▶ Exercise brief
List each line of the data that holds the string "collar", please.

[Records drawn from a dataset]
+--

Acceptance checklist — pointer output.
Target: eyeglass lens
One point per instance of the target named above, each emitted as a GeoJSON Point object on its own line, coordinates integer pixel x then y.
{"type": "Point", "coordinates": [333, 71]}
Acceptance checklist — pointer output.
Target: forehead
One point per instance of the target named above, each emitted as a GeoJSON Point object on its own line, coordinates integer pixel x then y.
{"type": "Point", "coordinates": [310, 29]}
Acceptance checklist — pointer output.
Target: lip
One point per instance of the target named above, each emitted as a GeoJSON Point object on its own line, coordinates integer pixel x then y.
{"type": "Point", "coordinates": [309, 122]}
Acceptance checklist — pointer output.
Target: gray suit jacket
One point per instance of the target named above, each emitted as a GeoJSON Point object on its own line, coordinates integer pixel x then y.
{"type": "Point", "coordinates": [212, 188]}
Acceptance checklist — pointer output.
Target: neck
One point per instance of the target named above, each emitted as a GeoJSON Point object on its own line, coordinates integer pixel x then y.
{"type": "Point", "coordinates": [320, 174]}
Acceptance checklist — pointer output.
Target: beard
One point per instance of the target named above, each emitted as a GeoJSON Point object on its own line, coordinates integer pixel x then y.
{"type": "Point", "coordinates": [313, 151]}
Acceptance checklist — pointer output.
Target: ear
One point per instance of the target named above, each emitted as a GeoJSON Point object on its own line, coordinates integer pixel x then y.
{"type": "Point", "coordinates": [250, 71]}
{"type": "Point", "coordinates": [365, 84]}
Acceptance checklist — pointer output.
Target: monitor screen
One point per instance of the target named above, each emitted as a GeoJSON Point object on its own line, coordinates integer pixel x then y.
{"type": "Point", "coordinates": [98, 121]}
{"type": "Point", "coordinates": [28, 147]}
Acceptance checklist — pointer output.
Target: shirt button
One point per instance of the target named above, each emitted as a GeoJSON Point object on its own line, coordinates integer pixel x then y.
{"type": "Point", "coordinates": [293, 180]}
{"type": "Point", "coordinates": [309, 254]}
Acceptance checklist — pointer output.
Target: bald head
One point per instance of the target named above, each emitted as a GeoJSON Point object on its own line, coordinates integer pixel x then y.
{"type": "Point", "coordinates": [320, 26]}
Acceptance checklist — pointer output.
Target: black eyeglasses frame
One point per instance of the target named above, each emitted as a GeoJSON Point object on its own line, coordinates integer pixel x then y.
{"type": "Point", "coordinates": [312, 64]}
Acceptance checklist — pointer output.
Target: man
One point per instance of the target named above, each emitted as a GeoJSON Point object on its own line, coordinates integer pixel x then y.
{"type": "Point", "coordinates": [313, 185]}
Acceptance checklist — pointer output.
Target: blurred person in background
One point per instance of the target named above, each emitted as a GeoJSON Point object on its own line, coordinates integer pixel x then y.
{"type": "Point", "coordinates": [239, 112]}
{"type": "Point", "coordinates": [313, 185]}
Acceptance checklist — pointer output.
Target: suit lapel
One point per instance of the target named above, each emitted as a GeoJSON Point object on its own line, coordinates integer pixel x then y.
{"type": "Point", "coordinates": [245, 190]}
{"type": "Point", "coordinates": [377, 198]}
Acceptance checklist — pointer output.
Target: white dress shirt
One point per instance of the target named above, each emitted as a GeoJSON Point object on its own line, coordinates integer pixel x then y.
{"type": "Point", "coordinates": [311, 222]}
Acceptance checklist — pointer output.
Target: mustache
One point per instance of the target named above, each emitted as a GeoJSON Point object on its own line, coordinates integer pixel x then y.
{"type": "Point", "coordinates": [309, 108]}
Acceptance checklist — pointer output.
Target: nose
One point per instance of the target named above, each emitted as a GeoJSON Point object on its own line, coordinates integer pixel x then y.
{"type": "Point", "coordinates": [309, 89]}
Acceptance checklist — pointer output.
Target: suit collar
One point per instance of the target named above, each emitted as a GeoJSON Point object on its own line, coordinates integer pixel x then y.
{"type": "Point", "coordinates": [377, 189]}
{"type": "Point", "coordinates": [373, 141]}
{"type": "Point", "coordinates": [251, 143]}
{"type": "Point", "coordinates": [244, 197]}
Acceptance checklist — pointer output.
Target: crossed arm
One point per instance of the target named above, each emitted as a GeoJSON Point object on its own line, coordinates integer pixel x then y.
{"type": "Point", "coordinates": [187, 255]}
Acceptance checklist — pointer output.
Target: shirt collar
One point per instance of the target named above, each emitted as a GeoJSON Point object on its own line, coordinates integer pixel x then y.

+--

▶ Answer below
Target: suit collar
Target: shirt collar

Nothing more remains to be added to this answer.